=== Dataset content ===

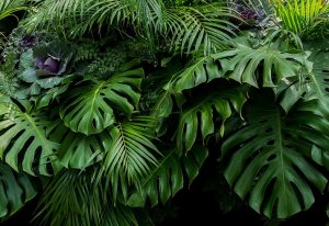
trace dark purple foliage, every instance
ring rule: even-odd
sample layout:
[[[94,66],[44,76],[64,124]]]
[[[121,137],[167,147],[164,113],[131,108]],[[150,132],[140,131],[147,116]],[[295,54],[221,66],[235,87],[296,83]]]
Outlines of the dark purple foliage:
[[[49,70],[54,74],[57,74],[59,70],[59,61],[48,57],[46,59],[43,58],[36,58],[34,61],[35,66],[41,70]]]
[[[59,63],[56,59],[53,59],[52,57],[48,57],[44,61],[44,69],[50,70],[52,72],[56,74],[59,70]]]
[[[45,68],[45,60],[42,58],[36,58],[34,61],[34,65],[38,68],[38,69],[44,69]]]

===
=== Dataset content ===

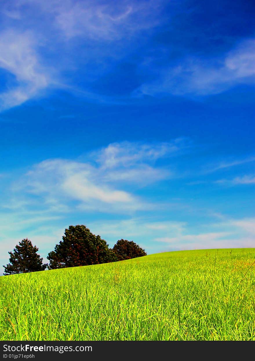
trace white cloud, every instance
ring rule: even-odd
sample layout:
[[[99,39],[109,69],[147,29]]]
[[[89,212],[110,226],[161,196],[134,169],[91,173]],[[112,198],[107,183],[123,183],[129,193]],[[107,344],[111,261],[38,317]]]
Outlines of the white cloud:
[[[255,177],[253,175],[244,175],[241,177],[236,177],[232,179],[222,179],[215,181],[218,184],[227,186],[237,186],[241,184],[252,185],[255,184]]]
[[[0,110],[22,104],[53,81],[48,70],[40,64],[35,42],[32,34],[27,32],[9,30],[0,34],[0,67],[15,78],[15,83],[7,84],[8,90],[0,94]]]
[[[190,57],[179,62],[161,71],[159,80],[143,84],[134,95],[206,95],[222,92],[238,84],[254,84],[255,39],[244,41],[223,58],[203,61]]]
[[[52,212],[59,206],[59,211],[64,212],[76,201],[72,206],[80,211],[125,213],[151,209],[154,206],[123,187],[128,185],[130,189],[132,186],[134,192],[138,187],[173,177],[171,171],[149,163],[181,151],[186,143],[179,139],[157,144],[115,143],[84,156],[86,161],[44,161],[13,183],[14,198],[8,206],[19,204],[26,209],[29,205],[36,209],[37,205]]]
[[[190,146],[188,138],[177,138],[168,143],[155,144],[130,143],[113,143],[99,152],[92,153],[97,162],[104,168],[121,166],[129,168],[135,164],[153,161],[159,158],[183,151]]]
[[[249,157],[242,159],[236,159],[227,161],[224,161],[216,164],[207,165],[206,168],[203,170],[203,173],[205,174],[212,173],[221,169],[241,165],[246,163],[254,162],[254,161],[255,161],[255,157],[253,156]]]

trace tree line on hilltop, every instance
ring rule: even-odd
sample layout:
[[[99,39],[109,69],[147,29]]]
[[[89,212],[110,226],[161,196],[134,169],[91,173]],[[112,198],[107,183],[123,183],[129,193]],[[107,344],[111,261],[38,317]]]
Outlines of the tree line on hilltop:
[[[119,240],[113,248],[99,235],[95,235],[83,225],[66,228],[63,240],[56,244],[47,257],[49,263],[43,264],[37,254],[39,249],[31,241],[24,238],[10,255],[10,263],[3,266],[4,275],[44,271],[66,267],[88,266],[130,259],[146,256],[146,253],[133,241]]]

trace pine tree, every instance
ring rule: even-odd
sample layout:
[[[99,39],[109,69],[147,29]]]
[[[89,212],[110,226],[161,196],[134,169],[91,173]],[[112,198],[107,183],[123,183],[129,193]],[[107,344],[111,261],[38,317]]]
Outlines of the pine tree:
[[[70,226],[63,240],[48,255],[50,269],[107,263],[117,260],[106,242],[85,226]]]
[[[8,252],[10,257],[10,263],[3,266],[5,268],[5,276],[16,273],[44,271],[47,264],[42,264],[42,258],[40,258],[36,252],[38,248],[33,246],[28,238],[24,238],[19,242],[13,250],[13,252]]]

===

> [What you should do]: Retype the lines of the records from the line with "trace dark purple foliage, every instance" to the line with "Outlines of the dark", including both of those lines, without changing anything.

> [Exercise output]:
trace dark purple foliage, every instance
ring rule: even-odd
sample layout:
[[[94,66],[44,76],[64,124]]]
[[[121,137],[167,147],[164,113],[131,108]],[[150,132],[140,131],[147,116]],[[295,54],[221,66],[235,87],[296,83]]]
Outlines of the dark purple foliage:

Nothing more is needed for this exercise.